Work required ->
Every line of the records below from the line with "Target: round neckline" up to and including the line with "[locate] woman's face" must be reproduced exactly, and no line outside that range.

Data provided ->
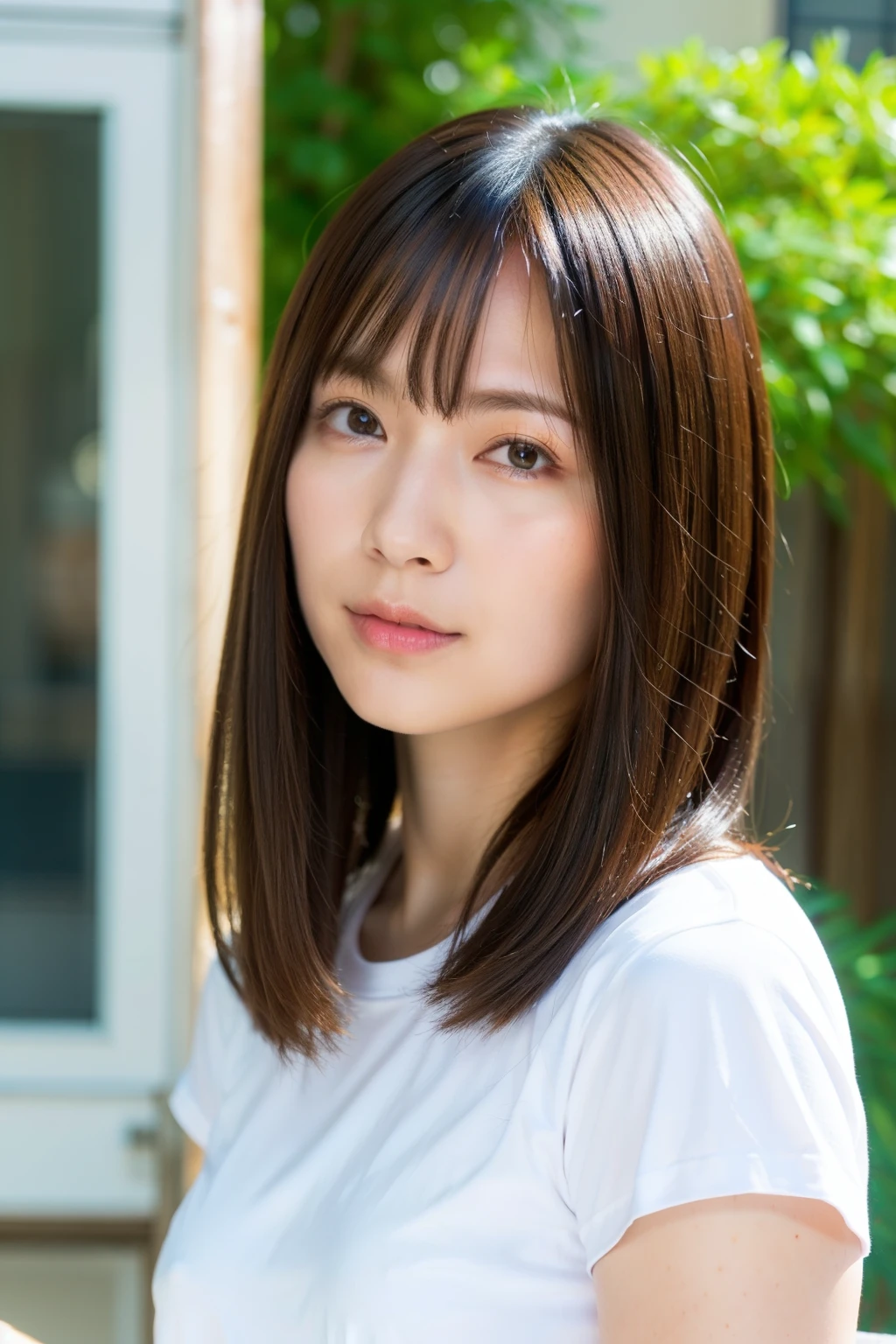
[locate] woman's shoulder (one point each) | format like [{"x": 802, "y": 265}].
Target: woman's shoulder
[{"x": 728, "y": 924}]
---
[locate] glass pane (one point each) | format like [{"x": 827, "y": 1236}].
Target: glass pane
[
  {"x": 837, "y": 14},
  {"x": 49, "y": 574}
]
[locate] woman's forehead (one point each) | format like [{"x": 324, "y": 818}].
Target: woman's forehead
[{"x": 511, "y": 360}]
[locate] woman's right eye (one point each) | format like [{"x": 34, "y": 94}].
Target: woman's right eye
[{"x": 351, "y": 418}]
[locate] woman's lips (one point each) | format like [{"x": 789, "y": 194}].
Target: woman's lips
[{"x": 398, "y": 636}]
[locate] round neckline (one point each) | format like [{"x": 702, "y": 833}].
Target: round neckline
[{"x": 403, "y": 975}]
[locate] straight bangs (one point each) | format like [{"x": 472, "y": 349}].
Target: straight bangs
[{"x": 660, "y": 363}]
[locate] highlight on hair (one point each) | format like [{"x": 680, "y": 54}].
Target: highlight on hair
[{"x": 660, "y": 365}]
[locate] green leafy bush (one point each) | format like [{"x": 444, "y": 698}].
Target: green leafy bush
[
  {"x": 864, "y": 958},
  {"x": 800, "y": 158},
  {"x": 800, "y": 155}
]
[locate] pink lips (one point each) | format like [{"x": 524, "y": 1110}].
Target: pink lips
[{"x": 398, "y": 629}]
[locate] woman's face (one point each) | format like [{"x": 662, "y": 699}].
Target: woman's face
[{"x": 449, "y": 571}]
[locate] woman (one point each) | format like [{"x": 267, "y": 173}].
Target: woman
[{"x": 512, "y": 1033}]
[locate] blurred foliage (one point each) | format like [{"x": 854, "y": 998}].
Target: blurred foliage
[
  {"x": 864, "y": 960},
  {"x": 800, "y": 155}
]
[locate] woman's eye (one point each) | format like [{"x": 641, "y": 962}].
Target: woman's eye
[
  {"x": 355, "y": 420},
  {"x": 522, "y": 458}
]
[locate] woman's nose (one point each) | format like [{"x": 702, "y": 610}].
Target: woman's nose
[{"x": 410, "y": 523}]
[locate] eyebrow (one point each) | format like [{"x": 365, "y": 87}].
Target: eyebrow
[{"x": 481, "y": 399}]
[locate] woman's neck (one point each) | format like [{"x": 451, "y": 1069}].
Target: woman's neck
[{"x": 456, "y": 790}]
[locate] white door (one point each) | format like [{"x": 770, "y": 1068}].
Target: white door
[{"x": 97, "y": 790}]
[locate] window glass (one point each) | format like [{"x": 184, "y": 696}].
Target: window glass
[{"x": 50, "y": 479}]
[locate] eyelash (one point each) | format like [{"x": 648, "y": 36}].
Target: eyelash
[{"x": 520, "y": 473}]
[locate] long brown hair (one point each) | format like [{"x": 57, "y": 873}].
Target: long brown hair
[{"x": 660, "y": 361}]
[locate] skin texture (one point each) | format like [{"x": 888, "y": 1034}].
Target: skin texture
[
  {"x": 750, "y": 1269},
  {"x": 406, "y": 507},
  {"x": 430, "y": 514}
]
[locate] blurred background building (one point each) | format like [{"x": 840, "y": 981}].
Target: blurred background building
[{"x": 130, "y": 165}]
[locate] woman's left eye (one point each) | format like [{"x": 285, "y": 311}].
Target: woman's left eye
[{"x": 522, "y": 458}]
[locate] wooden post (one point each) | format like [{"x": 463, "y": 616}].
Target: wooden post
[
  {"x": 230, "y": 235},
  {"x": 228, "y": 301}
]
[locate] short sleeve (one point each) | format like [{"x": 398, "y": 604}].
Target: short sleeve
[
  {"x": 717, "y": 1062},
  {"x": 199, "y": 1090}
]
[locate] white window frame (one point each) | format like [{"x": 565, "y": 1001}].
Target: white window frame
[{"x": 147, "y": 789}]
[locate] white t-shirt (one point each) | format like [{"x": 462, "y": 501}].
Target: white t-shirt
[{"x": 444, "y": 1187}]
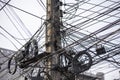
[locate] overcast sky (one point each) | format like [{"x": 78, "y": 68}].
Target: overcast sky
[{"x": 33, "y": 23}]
* * *
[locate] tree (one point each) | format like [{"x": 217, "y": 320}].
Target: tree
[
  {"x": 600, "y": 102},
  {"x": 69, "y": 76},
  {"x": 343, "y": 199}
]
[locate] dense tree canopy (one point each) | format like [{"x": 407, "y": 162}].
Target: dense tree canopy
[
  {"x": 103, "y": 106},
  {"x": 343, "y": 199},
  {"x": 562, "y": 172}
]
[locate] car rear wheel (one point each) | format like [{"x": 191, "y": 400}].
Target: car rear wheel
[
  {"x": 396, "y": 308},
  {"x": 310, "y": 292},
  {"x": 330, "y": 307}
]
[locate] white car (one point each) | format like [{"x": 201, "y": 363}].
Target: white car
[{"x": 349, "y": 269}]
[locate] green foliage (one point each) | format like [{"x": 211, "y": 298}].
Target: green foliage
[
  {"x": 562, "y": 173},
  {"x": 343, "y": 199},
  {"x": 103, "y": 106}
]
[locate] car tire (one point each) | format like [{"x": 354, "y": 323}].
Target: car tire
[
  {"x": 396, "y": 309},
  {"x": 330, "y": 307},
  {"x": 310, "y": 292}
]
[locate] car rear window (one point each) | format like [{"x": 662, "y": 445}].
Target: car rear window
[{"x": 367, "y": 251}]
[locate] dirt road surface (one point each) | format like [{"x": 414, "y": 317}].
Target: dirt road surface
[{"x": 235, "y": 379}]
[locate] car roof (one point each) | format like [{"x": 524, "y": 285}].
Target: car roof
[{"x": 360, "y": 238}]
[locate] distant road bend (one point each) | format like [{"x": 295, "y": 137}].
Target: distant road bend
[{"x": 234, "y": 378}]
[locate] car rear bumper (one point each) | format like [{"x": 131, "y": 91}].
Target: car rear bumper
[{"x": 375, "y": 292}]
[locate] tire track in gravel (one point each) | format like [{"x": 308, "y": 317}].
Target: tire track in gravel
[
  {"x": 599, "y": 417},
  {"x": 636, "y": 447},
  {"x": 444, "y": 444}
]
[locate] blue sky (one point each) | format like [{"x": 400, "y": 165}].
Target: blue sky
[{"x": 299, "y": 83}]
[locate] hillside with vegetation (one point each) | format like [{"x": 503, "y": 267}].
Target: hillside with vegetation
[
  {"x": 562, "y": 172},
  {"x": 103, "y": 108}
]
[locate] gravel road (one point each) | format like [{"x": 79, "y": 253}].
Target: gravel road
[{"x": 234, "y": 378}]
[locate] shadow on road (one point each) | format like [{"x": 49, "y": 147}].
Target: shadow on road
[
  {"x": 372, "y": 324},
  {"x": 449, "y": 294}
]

Task result ->
Target: round neckline
[{"x": 403, "y": 975}]
[locate] straight bangs (one point each) | format like [{"x": 472, "y": 349}].
Target: straight bangs
[{"x": 660, "y": 363}]
[locate] highlight on hair (one point each) | format like [{"x": 680, "y": 54}].
Target: highlight on hair
[{"x": 660, "y": 365}]
[locate] green leafy bush (one point each) | format like [{"x": 444, "y": 698}].
Target: green leafy bush
[
  {"x": 864, "y": 958},
  {"x": 800, "y": 158},
  {"x": 800, "y": 155}
]
[locate] pink lips (one point each) | format like [{"x": 524, "y": 1110}].
Target: pink lips
[{"x": 398, "y": 629}]
[locate] woman's face (one point each) | format like [{"x": 662, "y": 699}].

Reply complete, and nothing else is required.